Jestem zwolennikiem ustawy o obronie miru domowego, która istnieje w wielu krajach europejskich - mówi marszałek Sejmu Bronisław Komorowski w Kontrwywiadzie RMF FM. Jak dodaje, nie chodzi mu o broń ostrą, ale o wszelkiego rodzaju urządzenia typu paralizatory czy gaz, do posiadania których każdy mężczyzna powinien mieć prawo.

Konrad Piasecki: Nazwanie orkanu imieniem Klausa, w dobie przewodnictwa Czech w Unii Europejskiej, wygląda na złośliwość wobec tego przewodnictwa?

Bronisław Komorowski: Ale jednocześnie ze względu na siłę, która się z tym kojarzy, jest to jakieś dowartościowanie Czech i pana prezydenta.

Konrad Piasecki: Panie marszałku, pan został przekonany i pokonany w sprawie komisji śledczej?

Bronisław Komorowski: Ja akurat nigdy nie byłem entuzjastą powołania komisji, ale też chyba byłem pierwszym politykiem…

Konrad Piasecki: …który powiedział: „Tak, być może”…

Bronisław Komorowski: …który jedyny przez cały dzień mówił, że to jest możliwe.

Konrad Piasecki: Ale jednocześnie pan pytał retorycznie, czy posłowie-amatorzy w kwestiach prawa ustalą coś więcej niż prokuratura. I co? Myśli pan, że ustalą?

□ □ □ □

→ **Zadania do wykonania**
1. Proszę przetłumaczyć na język angielski następujące zdanie z wywiadu z marszałkiem Sejmu: „Ale jednocześnie ze względu na siłę, która się z tym kojarzy, jest to jakieś dowartościowanie Czech i pana prezydenta.”
2. Należy wypisać z wywiadu z marszałkiem Sejmu wszystkie zdania zakończone znakiem zapytania.
3. Proszę kontynuować wywiad z marszałkiem Sejmu, rozpoczynając od wypowiedzi następującej po ostatnim zamieszczonym zdaniu.

□ □ □ □

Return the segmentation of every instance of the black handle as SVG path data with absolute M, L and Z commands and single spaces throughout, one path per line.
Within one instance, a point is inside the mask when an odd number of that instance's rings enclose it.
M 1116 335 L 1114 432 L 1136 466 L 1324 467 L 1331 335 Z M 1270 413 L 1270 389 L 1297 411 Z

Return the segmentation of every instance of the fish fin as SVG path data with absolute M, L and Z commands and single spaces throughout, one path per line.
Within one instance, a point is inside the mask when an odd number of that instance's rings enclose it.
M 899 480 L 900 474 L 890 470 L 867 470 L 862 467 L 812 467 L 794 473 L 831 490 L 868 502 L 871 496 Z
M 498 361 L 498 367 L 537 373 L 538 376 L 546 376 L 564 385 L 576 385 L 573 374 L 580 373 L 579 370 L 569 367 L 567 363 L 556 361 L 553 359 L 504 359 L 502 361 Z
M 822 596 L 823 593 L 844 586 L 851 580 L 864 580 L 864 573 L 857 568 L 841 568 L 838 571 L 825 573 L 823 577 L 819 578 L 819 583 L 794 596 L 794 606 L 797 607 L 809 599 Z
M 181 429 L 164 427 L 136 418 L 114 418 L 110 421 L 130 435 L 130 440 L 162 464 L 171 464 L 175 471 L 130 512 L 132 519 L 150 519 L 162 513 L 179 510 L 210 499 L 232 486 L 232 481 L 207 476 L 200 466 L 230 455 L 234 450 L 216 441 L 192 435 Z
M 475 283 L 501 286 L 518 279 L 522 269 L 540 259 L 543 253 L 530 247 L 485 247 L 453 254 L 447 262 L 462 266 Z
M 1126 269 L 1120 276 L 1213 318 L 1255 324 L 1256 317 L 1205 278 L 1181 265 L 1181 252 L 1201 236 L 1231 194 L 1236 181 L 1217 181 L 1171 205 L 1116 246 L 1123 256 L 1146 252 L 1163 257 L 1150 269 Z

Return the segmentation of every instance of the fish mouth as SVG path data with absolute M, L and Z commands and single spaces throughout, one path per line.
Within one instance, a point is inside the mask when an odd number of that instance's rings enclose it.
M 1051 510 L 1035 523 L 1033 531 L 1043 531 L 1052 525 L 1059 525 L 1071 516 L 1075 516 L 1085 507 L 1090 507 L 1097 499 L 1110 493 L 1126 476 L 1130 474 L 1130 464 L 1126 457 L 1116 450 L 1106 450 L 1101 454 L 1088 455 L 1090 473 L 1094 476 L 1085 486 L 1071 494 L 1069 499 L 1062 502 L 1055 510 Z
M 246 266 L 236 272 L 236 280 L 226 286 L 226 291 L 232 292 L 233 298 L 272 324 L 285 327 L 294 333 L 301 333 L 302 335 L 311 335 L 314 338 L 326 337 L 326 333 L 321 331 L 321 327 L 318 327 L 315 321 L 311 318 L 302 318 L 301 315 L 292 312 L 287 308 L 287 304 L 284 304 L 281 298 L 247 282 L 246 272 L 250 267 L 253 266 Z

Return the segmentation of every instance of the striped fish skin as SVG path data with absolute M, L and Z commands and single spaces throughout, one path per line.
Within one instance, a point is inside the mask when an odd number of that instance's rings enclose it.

□ □ □ □

→ **Odpowiedzi po kolei**
1. But at the same time, because of the strength associated with it, it is a kind of recognition of the Czech Republic and of the President.

2.
„Nazwanie orkanu imieniem Klausa, w dobie przewodnictwa Czech w Unii Europejskiej, wygląda na złośliwość wobec tego przewodnictwa?”
„Panie marszałku, pan został przekonany i pokonany w sprawie komisji śledczej?”
„I co?”
„Myśli pan, że ustalą?”

3.
Bronisław Komorowski: Wie pan, sejmowa komisja śledztwa ma bardzo ograniczone możliwości działania, jeśli chodzi np. o prowadzenie śledztwa rzeczywistego. Musi się posiłkować tym, co uzyska prokuratura prawdziwa.

Konrad Piasecki: A prokuratura ma 200 tomów akt i nie wyobrażam sobie tego, żeby posłowie byli wstanie to prześledzić.

Bronisław Komorowski: Posłowie nie są w stanie zbadać niektórych aspektów, np. prawidłowości prowadzenia śledztwa prokuratorskiego – czy były przestrzegane procedury czy nie. Mądrzy posłowie - mam nadzieję, że tacy zostaną wybrani do komisji – siłą rzeczy będą starali się ograniczyć swoją aktywność do sprawdzania tego, jaki werdykt wyda specjalna komisja, którą powołał minister Ćwiąkalski ze składu prokuratury.

Konrad Piasecki: Ale co oni właściwie mają ustalić? Czy oni mają ustalić odpowiedzialność polityczną, mają badać bezduszność polityków wobec sprawy Olewnika?

Bronisław Komorowski: Pewnie się na tym skoncentrują, jak znam życie. To też jest jakaś wartość. Niewątpliwie już pan minister Kalisz swego czasu przeprosił za zaniechania i za błędy. Można ustalić, z czego te błędy wynikały – z błędnych przesłanek czy też ze świadomego zaniechania. To jest jedna rzecz. Druga rzecz, którą – wydaje mi się – komisja może zrobić, ale nie jestem pewien, czy zrobi – może sprawdzić np. wszystkie procedury, regulaminy wewnętrzne służby więziennej, bo tu prawdopodobnie są jakieś kłopoty albo błędy, które zaowocowały stosunkowo łatwą możliwością popełnienia samobójstwa. Czy to jest kwestia finansów, czy kwestie regulaminów, czy wprowadzenia jakiś nowych rozwiązań? Tu komisja może ustalić i może zaproponować działania.

Konrad Piasecki: A już pan sobie wyobraża komisję, która będzie przesłuchiwała skazańców i klawiszy więziennych, bo w zeszłym tygodniu miał pan z tym spory problem?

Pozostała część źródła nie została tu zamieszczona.